== PASSAGE GIVEN
An opportunity has recently fallen in my lap. At least I hope it turns out to be an opportunity. The owner of a private estate that my work has frequently recommended as an alternate site for private events and weddings has asked me to consider being her preferred event coordinator.
She and I are friends. She's a wonderful woman and she has such great faith in my abilities for some reason. She has had some bad experiences with some other coordinators in the area and she would like to be able to start recommending me instead. In fact she wants me to be the only coordinator that she will allow to work on her property.
It's highly flattering and a little intimidating. I mean yes, I've done some events at work and I'm organized enough to think that I can pull it off, but I would prefer to have some formal training. Actually work for someone who has done it for years so I can learn all the tricks and the things to avoid and the questions to ask and make all the contacts. Just walking in and saying I'm your wedding coordinator and these are my prices seems a little daunting and overly ambitious. What if I mess something up big time. I mean this is someone's wedding day. Despite the fact that I think they can be insane and stupid doesn't mean I don't realize how important they are to people. (and yes that is going to be my advertisement)
Anyways I spent the evening putting together a list of what my services would entail. I'm going to have to do more research. I feel a little sketchy on a few of the things I listed, plus a wedding coordinator is supposed to know all the wedding etiquette. What do I know about wedding etiquette?!
So yea. The owner of this private estate is only looking for 6-8 more events for next year, so it's not like that would be anytime soon or very many of them and she started out with no real experience except the two weddings she organized herself for her daughters at the property and she's has a wonderful little business going, so I suppose why can't I?
Yea. Uh-huh.....still terrified
So after bragging in the comments of my last blog that I actually got my cat Willoughby to sleep through the night and not wake me up in the morning my cat decided to show me who the real boss is in the relationship.
I got home really late after watching Harry Potter last night to find that Willoughby had been playing with one of the roommates for a few hours, but was somehow still wired. I continued to play with him as I cleaned up my room hoping to wipe him out. Eventually he wouldn't play with anything I threw his was and I settled down into bed.
And he went to sleep. Only problem is I woke up in the middle of the night and then realizing that Willoughby was practically smushing me, couldn't get back to sleep. So I moved a lot and woke Willoughby up and then it was over.
====
**EXERCISE TASK 1:** In the blog post, how many more events is the estate owner looking for next year?
The listing that comes next has no connection to the blog post.
== THE INPUT
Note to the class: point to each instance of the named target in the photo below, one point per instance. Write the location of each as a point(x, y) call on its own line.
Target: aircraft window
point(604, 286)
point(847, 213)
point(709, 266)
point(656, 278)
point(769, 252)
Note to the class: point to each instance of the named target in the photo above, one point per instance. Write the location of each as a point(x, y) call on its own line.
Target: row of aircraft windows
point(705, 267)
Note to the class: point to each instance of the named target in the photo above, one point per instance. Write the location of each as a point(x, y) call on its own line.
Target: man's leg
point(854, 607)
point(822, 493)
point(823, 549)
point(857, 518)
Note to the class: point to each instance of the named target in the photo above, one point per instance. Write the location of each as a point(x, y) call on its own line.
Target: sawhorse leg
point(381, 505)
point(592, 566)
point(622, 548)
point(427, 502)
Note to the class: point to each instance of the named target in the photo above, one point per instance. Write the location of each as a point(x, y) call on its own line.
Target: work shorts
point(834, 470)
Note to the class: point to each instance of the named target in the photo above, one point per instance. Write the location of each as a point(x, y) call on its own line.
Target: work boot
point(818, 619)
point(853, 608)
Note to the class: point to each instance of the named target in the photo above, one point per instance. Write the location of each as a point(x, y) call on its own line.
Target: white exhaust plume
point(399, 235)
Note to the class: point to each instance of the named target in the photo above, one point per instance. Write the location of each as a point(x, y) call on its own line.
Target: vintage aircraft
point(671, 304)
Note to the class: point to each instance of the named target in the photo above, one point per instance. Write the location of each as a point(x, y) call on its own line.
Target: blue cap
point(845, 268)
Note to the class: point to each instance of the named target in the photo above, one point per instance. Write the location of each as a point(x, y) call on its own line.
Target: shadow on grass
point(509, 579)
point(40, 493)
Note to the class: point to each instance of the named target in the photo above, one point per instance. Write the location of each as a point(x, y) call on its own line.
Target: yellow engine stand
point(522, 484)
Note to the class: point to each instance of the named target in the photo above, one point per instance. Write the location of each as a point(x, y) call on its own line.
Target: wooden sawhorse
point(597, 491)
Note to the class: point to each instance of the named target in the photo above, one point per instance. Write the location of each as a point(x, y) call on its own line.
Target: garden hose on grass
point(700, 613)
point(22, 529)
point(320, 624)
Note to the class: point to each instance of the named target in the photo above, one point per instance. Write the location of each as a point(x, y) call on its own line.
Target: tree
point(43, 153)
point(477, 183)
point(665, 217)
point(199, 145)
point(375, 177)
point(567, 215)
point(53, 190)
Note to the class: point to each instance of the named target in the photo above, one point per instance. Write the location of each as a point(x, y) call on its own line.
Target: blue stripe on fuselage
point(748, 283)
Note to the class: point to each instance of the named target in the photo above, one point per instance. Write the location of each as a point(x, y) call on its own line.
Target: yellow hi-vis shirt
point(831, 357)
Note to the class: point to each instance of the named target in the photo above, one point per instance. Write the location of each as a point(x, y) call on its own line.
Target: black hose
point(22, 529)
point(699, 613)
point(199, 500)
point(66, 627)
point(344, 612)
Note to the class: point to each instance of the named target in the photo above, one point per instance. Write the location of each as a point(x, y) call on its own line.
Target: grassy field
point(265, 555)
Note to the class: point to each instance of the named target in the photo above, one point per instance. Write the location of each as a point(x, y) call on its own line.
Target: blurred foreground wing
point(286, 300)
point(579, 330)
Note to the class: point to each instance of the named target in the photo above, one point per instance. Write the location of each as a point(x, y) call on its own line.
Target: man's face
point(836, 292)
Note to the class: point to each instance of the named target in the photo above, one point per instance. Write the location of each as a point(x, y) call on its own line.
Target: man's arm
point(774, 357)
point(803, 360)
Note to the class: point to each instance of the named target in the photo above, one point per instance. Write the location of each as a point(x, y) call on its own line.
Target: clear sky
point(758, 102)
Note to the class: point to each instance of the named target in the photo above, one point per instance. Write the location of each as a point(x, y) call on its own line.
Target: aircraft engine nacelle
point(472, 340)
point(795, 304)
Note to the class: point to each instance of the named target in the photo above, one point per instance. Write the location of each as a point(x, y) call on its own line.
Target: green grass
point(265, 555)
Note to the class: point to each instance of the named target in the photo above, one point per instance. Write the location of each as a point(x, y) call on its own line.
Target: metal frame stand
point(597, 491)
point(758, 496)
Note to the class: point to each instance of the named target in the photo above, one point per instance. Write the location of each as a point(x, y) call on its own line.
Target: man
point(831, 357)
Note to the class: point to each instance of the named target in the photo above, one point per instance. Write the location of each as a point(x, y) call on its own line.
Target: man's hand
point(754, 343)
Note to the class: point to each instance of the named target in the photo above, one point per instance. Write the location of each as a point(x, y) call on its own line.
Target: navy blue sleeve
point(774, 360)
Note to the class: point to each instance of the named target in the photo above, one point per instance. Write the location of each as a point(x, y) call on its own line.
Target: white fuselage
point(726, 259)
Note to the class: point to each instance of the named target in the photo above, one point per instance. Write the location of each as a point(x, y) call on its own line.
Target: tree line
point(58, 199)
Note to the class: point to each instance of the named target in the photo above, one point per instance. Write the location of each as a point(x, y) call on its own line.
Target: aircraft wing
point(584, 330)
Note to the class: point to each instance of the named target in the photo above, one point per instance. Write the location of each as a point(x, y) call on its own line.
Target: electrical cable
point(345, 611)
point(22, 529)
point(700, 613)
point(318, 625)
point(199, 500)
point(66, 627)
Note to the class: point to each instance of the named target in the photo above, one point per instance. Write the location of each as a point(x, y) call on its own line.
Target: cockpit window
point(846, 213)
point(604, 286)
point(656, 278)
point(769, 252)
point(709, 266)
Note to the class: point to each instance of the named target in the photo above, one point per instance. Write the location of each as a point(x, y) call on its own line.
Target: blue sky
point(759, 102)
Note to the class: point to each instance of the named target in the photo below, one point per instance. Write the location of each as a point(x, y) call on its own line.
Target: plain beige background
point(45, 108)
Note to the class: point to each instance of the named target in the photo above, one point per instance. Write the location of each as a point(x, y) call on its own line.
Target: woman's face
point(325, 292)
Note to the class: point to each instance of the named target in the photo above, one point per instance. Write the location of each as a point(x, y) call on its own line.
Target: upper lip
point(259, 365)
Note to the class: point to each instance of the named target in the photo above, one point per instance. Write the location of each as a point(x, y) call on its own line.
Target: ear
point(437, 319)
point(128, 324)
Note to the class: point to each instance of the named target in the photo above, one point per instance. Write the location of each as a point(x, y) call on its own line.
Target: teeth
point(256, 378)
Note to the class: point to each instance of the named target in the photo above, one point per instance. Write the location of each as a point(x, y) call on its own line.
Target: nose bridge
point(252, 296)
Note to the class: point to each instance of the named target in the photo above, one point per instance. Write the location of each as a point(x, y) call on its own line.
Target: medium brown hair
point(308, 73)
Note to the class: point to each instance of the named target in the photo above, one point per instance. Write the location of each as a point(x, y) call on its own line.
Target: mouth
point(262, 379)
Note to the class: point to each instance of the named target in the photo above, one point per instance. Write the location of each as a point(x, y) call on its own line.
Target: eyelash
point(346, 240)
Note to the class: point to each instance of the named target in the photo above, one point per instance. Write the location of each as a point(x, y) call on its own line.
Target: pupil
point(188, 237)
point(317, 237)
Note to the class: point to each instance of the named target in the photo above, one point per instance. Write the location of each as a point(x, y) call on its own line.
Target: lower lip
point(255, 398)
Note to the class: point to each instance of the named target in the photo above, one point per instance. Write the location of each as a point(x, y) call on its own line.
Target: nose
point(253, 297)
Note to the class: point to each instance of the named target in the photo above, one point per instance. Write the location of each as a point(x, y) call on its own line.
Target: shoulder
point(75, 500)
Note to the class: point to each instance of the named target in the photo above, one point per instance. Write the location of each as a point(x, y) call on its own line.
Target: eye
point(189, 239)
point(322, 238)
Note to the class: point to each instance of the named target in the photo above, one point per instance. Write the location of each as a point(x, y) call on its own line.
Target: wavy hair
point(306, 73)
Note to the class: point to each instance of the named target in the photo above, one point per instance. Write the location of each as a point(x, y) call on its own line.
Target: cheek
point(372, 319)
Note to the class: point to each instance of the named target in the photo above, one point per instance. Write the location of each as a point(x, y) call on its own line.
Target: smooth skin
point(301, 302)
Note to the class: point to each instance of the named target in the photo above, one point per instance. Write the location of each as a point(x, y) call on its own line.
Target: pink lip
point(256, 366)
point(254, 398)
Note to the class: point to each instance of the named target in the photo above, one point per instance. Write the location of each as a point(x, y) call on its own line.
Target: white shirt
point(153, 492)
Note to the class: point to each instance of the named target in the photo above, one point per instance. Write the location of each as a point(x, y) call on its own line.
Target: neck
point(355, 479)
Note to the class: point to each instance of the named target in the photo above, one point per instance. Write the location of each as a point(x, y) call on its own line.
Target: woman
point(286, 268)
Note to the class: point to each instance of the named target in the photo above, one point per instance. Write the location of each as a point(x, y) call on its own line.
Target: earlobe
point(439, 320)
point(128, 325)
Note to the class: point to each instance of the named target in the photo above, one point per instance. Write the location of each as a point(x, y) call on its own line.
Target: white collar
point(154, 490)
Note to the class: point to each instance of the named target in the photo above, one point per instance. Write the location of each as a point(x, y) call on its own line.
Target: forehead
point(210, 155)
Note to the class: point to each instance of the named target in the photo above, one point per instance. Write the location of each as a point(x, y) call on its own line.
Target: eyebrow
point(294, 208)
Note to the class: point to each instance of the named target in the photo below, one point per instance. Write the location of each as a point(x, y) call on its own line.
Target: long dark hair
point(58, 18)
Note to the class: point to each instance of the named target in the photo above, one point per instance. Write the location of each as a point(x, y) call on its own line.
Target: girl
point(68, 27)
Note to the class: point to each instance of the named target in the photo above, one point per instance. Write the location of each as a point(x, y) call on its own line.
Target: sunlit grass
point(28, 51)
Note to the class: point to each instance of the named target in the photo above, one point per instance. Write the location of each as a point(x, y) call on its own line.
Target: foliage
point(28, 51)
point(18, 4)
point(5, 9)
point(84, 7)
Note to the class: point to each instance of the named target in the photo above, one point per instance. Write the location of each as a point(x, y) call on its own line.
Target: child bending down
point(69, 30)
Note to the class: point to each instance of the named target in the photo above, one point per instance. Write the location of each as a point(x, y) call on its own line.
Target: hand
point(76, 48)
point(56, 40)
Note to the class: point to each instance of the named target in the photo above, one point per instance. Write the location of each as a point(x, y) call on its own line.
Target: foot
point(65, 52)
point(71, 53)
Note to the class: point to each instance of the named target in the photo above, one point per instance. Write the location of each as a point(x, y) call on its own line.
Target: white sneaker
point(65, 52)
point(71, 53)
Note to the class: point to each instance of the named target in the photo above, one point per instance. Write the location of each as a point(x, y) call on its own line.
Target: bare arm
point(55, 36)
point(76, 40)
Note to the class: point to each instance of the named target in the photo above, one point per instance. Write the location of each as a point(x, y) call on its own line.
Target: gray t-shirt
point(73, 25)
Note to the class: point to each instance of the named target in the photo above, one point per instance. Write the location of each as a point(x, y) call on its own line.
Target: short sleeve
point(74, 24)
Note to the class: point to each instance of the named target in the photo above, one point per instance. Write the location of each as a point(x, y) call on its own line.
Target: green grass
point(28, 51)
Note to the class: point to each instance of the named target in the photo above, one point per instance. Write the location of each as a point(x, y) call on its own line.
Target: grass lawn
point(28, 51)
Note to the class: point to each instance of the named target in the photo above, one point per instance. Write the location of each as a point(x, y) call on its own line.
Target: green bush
====
**EXERCISE TASK 2:** Locate each line in the listing that contains the string "wing" and copy it out.

**FULL RESPONSE 1:** She is looking for 6-8 more events.

**FULL RESPONSE 2:**
Target: blurred foreground wing
Target: aircraft wing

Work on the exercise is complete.